= ENTRIES =
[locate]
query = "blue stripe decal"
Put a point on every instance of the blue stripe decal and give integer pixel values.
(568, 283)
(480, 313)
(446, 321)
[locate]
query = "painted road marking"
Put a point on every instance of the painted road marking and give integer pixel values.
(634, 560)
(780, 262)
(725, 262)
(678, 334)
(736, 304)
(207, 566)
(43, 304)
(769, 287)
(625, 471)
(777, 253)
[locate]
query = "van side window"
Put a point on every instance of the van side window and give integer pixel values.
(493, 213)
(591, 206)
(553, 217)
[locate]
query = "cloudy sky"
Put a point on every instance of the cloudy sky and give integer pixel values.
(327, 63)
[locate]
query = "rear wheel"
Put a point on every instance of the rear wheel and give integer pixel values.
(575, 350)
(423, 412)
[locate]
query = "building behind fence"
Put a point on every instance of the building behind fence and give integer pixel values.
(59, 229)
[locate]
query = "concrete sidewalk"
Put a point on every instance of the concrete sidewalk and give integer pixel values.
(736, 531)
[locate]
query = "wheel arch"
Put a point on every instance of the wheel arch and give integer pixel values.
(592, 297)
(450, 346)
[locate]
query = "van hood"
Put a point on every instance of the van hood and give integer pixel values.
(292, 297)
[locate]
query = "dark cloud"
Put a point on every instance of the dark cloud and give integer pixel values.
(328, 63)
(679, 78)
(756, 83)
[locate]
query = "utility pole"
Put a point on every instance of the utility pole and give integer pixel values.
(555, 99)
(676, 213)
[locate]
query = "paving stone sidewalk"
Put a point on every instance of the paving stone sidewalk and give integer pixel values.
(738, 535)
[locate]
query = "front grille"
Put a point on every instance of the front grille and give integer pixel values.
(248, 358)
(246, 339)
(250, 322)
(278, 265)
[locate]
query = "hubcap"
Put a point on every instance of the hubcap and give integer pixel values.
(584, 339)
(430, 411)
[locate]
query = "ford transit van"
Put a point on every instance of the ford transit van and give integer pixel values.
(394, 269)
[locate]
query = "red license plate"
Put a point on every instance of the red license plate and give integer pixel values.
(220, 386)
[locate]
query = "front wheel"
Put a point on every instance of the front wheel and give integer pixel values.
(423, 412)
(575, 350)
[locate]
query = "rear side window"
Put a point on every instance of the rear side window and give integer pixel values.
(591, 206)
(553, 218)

= GIVEN EXERCISE =
Please collect every line of the entries above that contains the word "dark".

= WRITTEN RESPONSE =
query = "dark cloud"
Put a point on every instance of the dark cloud and give integer pixel values.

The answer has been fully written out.